(Detection annotation records)

START

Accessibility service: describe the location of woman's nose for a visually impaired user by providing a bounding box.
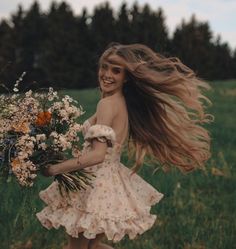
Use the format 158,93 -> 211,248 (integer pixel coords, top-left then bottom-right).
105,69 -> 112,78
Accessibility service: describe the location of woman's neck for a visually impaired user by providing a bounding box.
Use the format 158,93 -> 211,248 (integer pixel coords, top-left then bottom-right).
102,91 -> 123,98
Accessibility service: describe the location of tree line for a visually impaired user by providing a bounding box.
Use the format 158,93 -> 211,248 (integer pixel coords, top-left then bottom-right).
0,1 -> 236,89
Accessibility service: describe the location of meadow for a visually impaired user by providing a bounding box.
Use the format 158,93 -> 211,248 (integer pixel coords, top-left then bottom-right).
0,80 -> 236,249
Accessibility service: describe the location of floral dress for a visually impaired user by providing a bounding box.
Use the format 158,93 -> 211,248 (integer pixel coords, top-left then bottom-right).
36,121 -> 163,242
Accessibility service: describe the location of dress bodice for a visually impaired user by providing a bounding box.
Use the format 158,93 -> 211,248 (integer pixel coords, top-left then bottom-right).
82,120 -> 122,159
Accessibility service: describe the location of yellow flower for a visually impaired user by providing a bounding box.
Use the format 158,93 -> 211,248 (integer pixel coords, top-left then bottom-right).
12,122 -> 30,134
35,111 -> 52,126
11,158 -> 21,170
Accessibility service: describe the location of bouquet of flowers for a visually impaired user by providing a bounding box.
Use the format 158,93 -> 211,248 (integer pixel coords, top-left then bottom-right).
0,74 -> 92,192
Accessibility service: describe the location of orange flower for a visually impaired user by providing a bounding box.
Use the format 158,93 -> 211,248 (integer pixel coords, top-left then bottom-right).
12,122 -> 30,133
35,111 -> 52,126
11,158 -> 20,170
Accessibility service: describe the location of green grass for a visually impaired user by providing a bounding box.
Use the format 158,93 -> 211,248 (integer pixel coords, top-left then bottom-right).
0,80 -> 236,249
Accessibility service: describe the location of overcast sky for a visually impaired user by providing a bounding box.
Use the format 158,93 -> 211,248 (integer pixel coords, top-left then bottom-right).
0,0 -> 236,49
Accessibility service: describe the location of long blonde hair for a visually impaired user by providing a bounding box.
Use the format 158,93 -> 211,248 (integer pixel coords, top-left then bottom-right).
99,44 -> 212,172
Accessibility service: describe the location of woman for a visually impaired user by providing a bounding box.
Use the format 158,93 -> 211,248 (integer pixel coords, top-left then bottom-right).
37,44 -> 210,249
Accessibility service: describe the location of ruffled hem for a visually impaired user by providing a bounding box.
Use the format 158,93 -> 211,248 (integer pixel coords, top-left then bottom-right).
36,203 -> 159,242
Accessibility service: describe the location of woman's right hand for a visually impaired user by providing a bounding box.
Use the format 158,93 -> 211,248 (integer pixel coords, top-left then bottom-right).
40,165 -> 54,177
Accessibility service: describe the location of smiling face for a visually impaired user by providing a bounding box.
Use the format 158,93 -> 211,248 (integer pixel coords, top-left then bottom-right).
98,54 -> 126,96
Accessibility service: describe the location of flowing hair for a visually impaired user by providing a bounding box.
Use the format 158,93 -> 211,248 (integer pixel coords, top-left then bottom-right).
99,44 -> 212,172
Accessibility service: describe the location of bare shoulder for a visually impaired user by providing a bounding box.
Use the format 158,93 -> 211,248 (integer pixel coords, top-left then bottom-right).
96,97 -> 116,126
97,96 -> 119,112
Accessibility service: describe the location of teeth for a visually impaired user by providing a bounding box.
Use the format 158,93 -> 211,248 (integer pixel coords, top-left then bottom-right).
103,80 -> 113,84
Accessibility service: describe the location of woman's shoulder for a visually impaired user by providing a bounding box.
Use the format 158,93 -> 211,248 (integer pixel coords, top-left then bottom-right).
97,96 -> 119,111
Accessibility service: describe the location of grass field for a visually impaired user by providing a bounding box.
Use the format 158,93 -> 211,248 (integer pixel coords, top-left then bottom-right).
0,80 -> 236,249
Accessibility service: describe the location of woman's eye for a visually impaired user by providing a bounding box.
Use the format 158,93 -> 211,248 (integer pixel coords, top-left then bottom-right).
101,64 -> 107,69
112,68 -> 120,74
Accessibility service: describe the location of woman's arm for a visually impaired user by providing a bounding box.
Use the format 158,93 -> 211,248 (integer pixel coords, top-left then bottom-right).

END

Reproduce the items word for word from their beginning through the line containing "105,69 -> 112,78", including that line. Omit the pictures.

Accessibility service: describe the location of woman's nose for a visually impaired user by providing a bounding box.
Use the format 158,93 -> 211,248 (integer pixel coords, top-left then bottom-right).
105,69 -> 112,78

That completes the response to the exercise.